Contour labeling entries:

* * * * * * *

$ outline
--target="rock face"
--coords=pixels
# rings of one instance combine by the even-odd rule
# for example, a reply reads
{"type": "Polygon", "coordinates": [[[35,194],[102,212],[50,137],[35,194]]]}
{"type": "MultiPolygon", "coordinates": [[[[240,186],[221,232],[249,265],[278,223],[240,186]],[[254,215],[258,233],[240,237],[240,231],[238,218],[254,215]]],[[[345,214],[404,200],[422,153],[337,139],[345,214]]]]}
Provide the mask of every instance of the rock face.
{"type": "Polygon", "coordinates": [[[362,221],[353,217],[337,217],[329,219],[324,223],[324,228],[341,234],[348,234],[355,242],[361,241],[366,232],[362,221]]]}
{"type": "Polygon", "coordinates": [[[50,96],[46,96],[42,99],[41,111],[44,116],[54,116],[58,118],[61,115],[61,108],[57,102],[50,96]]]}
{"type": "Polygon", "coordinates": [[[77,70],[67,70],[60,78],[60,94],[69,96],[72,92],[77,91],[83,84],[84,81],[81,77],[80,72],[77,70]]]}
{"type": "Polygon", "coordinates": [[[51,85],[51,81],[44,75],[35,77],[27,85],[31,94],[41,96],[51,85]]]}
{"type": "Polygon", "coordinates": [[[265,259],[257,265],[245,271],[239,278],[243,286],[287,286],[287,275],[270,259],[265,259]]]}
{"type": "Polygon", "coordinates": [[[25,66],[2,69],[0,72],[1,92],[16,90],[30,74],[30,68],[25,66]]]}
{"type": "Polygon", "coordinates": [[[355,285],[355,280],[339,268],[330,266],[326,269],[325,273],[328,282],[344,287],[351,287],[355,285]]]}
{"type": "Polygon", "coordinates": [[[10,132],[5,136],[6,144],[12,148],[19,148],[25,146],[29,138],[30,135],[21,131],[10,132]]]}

* * * * * * *

** Short problem **
Update the entries above so that every "rock face" reads "cliff wall", keeping everything else the same.

** Exercise answer **
$ outline
--target="cliff wall"
--coords=pixels
# rings of one instance combine by the even-odd rule
# for example, a reply reads
{"type": "Polygon", "coordinates": [[[35,194],[102,212],[50,137],[35,194]]]}
{"type": "MultiPolygon", "coordinates": [[[[240,186],[221,232],[249,265],[278,223],[240,186]],[[254,215],[258,233],[240,237],[240,231],[238,218],[254,215]]],[[[345,214],[404,200],[422,153],[337,139],[345,214]]]]}
Provide the mask of every instance of the cliff wall.
{"type": "Polygon", "coordinates": [[[362,221],[353,217],[337,217],[329,219],[324,223],[324,228],[341,234],[348,234],[355,242],[361,241],[366,232],[362,221]]]}
{"type": "Polygon", "coordinates": [[[50,96],[46,96],[42,99],[41,111],[44,116],[54,116],[58,118],[61,115],[61,108],[57,102],[50,96]]]}
{"type": "Polygon", "coordinates": [[[77,70],[67,70],[60,78],[60,94],[69,96],[72,92],[77,91],[83,84],[84,81],[81,77],[80,72],[77,70]]]}
{"type": "Polygon", "coordinates": [[[51,85],[51,81],[44,75],[35,77],[27,85],[31,94],[41,96],[51,85]]]}
{"type": "Polygon", "coordinates": [[[265,259],[257,265],[245,271],[239,278],[243,286],[287,286],[287,275],[270,259],[265,259]]]}
{"type": "Polygon", "coordinates": [[[25,66],[2,69],[0,72],[1,92],[16,90],[30,74],[30,68],[25,66]]]}
{"type": "Polygon", "coordinates": [[[355,285],[355,280],[339,268],[330,266],[326,269],[325,273],[328,282],[344,287],[351,287],[355,285]]]}
{"type": "Polygon", "coordinates": [[[10,132],[5,136],[6,144],[12,148],[19,148],[25,146],[29,138],[30,135],[21,131],[10,132]]]}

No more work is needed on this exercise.